◆ Problem to solve: Retype only what runs from the line that contains "Tag the person" through the last line of the listing below, both lines included.

Point labeling examples
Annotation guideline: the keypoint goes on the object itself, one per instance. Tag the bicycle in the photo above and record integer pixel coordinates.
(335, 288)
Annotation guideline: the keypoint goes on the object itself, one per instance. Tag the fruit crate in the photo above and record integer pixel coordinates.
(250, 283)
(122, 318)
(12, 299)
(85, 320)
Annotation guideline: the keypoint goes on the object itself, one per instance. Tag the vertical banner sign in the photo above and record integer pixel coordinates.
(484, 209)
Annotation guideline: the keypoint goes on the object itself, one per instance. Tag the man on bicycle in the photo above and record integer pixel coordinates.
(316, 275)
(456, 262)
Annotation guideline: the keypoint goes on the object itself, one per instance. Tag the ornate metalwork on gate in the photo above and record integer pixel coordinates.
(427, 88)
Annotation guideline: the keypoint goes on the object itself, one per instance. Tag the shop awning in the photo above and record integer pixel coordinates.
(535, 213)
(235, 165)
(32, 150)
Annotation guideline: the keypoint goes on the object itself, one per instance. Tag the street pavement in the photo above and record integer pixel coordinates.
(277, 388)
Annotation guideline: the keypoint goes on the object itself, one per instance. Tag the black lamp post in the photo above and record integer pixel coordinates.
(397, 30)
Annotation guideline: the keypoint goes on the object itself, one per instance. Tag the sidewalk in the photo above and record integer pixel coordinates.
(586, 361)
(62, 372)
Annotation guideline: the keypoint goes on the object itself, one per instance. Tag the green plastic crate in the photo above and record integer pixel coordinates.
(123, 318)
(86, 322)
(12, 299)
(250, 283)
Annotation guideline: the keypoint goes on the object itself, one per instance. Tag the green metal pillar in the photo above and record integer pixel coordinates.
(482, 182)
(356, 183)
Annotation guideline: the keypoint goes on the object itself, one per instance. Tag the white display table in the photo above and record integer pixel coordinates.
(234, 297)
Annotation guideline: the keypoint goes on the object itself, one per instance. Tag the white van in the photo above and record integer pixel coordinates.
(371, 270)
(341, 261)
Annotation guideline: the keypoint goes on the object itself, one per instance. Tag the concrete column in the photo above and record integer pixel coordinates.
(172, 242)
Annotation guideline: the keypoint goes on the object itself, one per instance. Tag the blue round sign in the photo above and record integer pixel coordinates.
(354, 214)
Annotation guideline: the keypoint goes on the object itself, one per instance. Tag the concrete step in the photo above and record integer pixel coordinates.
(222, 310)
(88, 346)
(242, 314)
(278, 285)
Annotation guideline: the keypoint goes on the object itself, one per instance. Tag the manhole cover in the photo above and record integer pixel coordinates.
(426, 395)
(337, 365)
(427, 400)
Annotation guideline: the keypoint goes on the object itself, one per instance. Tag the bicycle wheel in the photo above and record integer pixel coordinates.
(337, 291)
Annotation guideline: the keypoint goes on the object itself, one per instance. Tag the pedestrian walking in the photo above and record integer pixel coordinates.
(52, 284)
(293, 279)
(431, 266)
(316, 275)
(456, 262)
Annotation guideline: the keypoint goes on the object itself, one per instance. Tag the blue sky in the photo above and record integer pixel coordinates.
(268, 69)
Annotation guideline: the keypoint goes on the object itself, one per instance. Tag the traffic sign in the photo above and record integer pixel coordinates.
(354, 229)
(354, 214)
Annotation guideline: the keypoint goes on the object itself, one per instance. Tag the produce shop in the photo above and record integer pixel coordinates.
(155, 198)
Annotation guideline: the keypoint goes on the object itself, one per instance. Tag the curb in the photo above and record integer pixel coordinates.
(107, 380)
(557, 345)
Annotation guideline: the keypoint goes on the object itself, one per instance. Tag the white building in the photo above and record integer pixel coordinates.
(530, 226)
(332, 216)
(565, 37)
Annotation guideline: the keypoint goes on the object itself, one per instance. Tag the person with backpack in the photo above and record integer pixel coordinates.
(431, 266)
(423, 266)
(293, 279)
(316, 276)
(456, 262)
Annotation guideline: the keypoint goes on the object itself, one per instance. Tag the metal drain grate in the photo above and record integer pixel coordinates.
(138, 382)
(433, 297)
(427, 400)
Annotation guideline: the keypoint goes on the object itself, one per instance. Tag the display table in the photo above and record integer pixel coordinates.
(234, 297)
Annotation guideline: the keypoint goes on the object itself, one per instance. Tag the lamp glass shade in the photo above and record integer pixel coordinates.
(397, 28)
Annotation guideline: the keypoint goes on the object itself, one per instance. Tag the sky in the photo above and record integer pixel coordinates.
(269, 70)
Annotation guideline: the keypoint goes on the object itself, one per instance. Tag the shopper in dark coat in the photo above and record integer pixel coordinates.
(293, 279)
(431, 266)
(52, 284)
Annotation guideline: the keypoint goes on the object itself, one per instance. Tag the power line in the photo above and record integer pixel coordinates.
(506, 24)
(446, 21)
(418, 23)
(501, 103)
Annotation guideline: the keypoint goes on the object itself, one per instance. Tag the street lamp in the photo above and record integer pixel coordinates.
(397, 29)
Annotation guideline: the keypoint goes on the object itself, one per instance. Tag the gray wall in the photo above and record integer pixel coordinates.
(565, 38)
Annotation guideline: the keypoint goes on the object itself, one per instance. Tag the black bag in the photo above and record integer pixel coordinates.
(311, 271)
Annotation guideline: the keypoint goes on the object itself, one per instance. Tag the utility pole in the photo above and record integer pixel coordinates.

◆ Solution to this problem:
Annotation guideline: the keypoint goes on the object itself, one per instance. Tag the person with backpack in the photo above and record integer pixel coordinates.
(431, 266)
(423, 266)
(293, 279)
(316, 276)
(456, 262)
Annotation guideline: the keypoint goes on the object itself, one per instance. Tag the metal drain grate in the photo above and record integer pixel coordinates.
(138, 382)
(433, 297)
(427, 400)
Annotation guideline: the keypoint goes on the object itself, one per instance. Tag the display table in the photo above and record integer pixel coordinates.
(234, 297)
Annotation guideline: the keypoint goes on the object itself, one per instance. Tag the lamp glass shade in the photo above and record integer pixel coordinates.
(397, 28)
Annotation guideline: the keypoint goes on the object itself, one per instance. Tag the sky in the photo above and record integer pixel coordinates.
(269, 70)
Annotation guideline: the keypoint goes on the object itself, one per instance. Tag the shopper in dark coat in the photo above and record integer pixel coordinates.
(293, 279)
(431, 266)
(52, 284)
Annotation guideline: the keypoint goes on the object itself, one per instance. Tag the power line in the photo above and record integer pixel coordinates.
(506, 24)
(446, 21)
(418, 23)
(501, 103)
Annotation guideline: the keypoint goes on the object itself, one per instance. Tag the street lamp in the photo above and record integer pixel coordinates.
(397, 29)
Annotation guideline: the keypoint goes on the object itself, one per instance. Tag the gray wall in the photo above and record integer pixel coordinates.
(565, 38)
Annotation guideline: the keypoint goes on the object itself, one per instance. Tag the black bag in the photo above and record integer pixel coordinates.
(311, 271)
Annotation guideline: the keypoint goes on the object itself, one per instance. Tag the utility pole in the photo above and record integer pixel coordinates.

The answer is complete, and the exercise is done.